**Exercise task:**
Arrange the stretch of the entries below, from their start through the line containing "left=0, top=241, right=237, bottom=387", as a numbered list, leaving out any blank lines.

**Record extracts:**
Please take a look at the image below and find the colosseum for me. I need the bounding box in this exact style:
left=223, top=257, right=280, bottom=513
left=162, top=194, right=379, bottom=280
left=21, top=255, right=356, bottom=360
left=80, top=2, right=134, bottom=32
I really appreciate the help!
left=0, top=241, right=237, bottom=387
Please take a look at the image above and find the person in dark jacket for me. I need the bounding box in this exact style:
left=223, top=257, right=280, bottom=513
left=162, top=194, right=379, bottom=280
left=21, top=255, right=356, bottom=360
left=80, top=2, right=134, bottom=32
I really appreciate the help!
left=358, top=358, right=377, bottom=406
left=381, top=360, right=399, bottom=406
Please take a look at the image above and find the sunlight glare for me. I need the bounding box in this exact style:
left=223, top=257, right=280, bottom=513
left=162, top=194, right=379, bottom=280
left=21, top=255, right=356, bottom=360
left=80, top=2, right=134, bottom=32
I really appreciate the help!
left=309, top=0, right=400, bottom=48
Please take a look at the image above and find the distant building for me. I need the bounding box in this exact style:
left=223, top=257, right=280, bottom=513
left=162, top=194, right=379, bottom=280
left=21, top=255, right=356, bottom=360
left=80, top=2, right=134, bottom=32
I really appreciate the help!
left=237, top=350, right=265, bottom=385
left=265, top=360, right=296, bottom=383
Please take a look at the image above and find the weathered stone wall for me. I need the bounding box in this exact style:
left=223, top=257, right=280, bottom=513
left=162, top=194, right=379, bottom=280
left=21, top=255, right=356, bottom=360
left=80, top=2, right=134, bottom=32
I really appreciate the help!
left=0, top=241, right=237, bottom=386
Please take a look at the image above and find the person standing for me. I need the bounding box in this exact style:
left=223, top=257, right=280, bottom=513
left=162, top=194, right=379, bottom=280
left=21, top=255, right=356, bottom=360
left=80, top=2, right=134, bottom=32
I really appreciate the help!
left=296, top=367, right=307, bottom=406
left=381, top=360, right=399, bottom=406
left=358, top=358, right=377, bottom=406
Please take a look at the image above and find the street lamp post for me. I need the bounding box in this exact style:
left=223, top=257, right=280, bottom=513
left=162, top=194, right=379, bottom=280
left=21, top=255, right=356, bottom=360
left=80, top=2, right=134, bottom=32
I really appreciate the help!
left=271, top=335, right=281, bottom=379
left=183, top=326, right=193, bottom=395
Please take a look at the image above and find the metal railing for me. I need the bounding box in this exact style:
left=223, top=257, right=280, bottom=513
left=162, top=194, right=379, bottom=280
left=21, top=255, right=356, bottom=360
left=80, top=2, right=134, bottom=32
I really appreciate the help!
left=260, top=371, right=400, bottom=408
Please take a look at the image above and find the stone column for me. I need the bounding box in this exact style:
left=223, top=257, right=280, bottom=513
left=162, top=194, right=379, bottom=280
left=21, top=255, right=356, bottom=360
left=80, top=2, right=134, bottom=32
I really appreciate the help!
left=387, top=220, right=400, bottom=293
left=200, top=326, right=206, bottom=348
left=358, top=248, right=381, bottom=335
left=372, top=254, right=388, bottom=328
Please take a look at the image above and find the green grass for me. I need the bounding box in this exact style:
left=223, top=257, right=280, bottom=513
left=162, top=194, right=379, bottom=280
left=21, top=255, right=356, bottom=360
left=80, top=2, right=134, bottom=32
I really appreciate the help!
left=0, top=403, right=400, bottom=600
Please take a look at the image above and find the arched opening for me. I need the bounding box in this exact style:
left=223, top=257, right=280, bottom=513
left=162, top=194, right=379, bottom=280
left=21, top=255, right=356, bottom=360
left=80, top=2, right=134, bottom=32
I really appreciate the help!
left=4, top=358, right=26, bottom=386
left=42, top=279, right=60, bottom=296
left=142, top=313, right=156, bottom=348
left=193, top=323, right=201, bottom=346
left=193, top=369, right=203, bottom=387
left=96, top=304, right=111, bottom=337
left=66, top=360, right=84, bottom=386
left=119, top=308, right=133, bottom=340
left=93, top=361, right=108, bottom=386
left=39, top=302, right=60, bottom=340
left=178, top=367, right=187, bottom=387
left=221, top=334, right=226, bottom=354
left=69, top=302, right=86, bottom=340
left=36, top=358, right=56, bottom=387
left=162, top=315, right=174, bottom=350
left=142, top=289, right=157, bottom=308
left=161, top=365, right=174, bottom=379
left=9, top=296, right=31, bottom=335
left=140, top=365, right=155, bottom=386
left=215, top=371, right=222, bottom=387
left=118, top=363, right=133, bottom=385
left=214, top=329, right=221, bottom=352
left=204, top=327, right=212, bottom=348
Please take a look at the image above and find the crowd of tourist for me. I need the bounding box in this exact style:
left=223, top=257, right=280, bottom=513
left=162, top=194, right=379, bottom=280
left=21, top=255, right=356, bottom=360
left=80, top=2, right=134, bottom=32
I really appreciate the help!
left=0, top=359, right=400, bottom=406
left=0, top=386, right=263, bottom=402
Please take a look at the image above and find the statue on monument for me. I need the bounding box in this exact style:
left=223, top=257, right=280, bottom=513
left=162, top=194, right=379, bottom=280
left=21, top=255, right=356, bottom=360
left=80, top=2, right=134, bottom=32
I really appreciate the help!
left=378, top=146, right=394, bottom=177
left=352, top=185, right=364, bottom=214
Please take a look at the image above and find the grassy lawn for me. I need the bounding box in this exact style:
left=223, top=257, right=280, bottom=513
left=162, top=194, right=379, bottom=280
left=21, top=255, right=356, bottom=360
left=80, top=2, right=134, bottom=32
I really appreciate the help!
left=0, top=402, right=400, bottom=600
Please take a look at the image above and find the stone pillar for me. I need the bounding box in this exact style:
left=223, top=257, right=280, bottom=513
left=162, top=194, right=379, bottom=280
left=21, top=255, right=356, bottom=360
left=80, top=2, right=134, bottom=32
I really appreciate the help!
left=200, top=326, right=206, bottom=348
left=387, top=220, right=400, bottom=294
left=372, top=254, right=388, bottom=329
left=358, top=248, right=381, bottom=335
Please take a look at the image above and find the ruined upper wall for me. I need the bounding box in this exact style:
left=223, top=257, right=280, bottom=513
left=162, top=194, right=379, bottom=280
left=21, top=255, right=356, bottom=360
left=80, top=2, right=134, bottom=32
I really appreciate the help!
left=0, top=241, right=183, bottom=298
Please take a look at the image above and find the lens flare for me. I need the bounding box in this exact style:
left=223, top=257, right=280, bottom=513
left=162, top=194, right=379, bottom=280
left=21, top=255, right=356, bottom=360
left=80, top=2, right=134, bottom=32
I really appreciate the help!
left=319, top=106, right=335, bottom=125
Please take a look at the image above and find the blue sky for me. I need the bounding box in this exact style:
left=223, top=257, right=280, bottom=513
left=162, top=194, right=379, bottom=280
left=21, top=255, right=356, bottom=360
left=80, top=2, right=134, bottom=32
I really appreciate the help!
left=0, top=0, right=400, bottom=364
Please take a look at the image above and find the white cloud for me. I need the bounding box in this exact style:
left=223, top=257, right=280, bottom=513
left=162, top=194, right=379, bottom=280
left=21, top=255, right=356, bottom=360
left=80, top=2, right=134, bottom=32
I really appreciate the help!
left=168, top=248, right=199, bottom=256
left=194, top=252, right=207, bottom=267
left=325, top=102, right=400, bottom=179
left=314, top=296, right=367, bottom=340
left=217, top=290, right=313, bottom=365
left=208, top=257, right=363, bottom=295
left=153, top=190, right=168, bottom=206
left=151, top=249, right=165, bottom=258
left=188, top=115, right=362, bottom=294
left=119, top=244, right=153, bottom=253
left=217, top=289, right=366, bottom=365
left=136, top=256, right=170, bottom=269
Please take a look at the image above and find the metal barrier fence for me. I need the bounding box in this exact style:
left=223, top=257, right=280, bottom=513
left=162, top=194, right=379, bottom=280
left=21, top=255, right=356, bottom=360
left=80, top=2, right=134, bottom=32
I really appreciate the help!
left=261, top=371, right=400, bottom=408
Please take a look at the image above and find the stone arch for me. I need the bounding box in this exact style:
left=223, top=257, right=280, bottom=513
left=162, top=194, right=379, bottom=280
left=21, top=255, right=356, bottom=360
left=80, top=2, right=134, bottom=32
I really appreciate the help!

**The response:**
1. Please take a look at the image below and find the colosseum for me. I need the bounding box in this exact style:
2. left=223, top=257, right=280, bottom=513
3. left=162, top=194, right=379, bottom=280
4. left=21, top=255, right=356, bottom=360
5. left=80, top=2, right=134, bottom=32
6. I really appreciate the help!
7. left=0, top=241, right=237, bottom=387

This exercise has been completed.